>> START RECORDS FOR PROCESSING

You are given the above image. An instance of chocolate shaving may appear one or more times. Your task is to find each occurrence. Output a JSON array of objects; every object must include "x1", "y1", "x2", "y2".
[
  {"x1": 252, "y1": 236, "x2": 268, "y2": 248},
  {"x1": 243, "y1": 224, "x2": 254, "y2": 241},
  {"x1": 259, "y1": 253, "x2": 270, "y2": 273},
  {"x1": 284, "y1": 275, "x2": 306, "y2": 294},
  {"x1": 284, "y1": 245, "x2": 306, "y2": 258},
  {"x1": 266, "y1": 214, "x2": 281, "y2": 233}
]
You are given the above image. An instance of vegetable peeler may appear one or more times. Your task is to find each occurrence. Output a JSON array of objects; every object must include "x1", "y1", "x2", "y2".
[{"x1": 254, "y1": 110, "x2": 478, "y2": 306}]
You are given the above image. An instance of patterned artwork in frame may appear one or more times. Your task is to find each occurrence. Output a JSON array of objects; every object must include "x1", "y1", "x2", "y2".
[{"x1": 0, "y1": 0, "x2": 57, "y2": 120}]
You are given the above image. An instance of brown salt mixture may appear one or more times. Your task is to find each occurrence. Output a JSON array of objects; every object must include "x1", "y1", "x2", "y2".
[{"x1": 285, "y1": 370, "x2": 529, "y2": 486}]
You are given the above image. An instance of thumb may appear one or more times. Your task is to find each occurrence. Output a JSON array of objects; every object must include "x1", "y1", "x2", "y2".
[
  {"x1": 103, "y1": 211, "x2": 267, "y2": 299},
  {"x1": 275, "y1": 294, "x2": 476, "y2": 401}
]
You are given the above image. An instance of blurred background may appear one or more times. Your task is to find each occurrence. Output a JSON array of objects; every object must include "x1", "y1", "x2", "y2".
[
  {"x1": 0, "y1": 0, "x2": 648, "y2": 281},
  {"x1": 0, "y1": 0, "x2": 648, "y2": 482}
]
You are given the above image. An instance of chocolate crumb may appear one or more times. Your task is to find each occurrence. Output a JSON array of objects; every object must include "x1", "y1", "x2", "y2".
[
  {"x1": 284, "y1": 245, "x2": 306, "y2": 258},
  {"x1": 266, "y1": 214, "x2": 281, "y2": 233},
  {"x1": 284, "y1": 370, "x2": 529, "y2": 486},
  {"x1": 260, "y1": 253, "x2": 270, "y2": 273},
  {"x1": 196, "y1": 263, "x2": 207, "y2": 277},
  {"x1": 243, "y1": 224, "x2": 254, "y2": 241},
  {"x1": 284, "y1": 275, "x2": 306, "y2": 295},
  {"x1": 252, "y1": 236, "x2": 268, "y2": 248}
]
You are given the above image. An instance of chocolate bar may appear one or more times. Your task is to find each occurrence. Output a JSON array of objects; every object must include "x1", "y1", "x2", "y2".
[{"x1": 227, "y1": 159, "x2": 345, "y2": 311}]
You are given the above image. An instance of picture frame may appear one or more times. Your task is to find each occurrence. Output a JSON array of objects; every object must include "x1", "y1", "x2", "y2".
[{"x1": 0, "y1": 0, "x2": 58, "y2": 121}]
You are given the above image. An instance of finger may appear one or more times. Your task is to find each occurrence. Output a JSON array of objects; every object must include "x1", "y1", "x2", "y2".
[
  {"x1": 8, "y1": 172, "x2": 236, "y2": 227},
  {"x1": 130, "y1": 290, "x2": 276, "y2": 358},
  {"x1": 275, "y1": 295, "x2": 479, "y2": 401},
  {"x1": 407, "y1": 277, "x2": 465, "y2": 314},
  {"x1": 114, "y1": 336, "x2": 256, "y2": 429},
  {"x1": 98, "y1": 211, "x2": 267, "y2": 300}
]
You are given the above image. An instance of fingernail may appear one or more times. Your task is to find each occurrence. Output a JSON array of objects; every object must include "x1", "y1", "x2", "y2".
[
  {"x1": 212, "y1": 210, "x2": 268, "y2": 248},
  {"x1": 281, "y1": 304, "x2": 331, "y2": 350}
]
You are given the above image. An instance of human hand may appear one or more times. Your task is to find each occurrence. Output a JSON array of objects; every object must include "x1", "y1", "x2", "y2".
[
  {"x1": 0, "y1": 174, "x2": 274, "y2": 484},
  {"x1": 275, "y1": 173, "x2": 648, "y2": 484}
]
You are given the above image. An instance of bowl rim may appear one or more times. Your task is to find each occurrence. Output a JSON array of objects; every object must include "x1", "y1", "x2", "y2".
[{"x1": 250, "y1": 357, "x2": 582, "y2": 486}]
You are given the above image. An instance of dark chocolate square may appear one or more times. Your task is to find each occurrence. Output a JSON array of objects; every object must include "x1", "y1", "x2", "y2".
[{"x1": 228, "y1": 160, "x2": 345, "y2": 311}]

>> END RECORDS FOR PROCESSING

▶ [EXERCISE BRIEF]: Please rewrite the data above, changing every "JSON array" to "JSON list" and leaving all else unchanged.

▶ [SOLUTION FOR THIS EXERCISE]:
You are given the above image. An instance of chocolate shaving may appear one or more times. Your task is to find each occurrence. Output a JSON list of objects; every object must include "x1", "y1", "x2", "y2".
[
  {"x1": 252, "y1": 236, "x2": 268, "y2": 248},
  {"x1": 243, "y1": 224, "x2": 254, "y2": 241},
  {"x1": 259, "y1": 253, "x2": 270, "y2": 273},
  {"x1": 284, "y1": 275, "x2": 306, "y2": 294},
  {"x1": 284, "y1": 245, "x2": 306, "y2": 258},
  {"x1": 266, "y1": 214, "x2": 281, "y2": 233}
]
You are given the above image. An instance of vegetable peeler may appear one or more times. Your task is to find each occurrence. Output a JSON list of objects; every object must include "x1", "y1", "x2", "y2".
[{"x1": 254, "y1": 110, "x2": 478, "y2": 306}]
You are given the above image. An instance of patterned artwork in frame may appear one or more times. Your task is to find each occurrence. Output a JSON list of objects; every object must include "x1", "y1", "x2", "y2".
[{"x1": 0, "y1": 0, "x2": 57, "y2": 120}]
You are given the above image. An instance of brown salt mixture may appear one or more times. Your task is to find each occurrence. Output a JSON list of objects; every object must include "x1", "y1", "x2", "y2".
[{"x1": 285, "y1": 370, "x2": 529, "y2": 486}]
You are given the above image. An instance of thumb may appear one or more times. Your task is to find each occurrence. Output a JSON list of objects; every object must include "x1", "y1", "x2", "y2".
[
  {"x1": 103, "y1": 211, "x2": 267, "y2": 299},
  {"x1": 275, "y1": 294, "x2": 476, "y2": 401}
]
You are given the above image. An instance of blurred background may appear one or more times. Your task is to find each occurrence. Output a JSON list of objects; every object must include "x1", "y1", "x2", "y2".
[
  {"x1": 0, "y1": 0, "x2": 648, "y2": 281},
  {"x1": 0, "y1": 0, "x2": 648, "y2": 482}
]
You are given the above image. An instance of chocolate crumb may appear one or more times. Your task is to find each occurrence. Output a JSON list of objects; every object must include "x1", "y1", "x2", "y2".
[
  {"x1": 284, "y1": 245, "x2": 306, "y2": 258},
  {"x1": 266, "y1": 214, "x2": 281, "y2": 233},
  {"x1": 284, "y1": 370, "x2": 529, "y2": 486},
  {"x1": 260, "y1": 253, "x2": 270, "y2": 273},
  {"x1": 196, "y1": 263, "x2": 207, "y2": 277},
  {"x1": 243, "y1": 224, "x2": 254, "y2": 241},
  {"x1": 284, "y1": 275, "x2": 306, "y2": 295},
  {"x1": 252, "y1": 236, "x2": 268, "y2": 248}
]
You are given the above image. An instance of chocolate bar may appear one or more times. Your task is to find each occurrence. Output a JSON list of objects; every object must include "x1", "y1", "x2", "y2".
[{"x1": 227, "y1": 159, "x2": 345, "y2": 311}]
You are given the above image. An instance of picture frame may appear one or more times. Your task is to find each occurrence. Output a JSON list of objects; every object must include "x1", "y1", "x2", "y2".
[{"x1": 0, "y1": 0, "x2": 58, "y2": 121}]
You are given the above image. An instance of finger may appear one or more times. Your task is to find each occurrence. Output a JSON list of objects; every object must include "x1", "y1", "x2", "y2".
[
  {"x1": 8, "y1": 172, "x2": 236, "y2": 227},
  {"x1": 130, "y1": 290, "x2": 276, "y2": 358},
  {"x1": 275, "y1": 295, "x2": 479, "y2": 401},
  {"x1": 407, "y1": 277, "x2": 465, "y2": 314},
  {"x1": 114, "y1": 336, "x2": 256, "y2": 429},
  {"x1": 98, "y1": 211, "x2": 267, "y2": 300}
]
You are given the above image. An instance of fingernail may appear one or more times. Your task is to find each occurrence. Output a JSON list of objects; every object must include "x1", "y1", "x2", "y2".
[
  {"x1": 212, "y1": 210, "x2": 268, "y2": 248},
  {"x1": 281, "y1": 304, "x2": 331, "y2": 350}
]
You are given the above image. An instance of human hand may appear one or more times. Your task is to find each occurrence. Output a JSON list of objects; every object must include "x1", "y1", "x2", "y2".
[
  {"x1": 0, "y1": 174, "x2": 274, "y2": 484},
  {"x1": 275, "y1": 173, "x2": 648, "y2": 484}
]
You are given the above image. An instance of bowl rim may appear one or more times. Your task is to find each occurrence. Output a JSON list of objects; every object must include "x1", "y1", "x2", "y2".
[{"x1": 250, "y1": 357, "x2": 582, "y2": 486}]
You are given the above image. An instance of dark chocolate square may appear one or more times. Your task is to find each occurrence. Output a JSON list of objects; every object must include "x1", "y1", "x2", "y2".
[{"x1": 228, "y1": 160, "x2": 345, "y2": 311}]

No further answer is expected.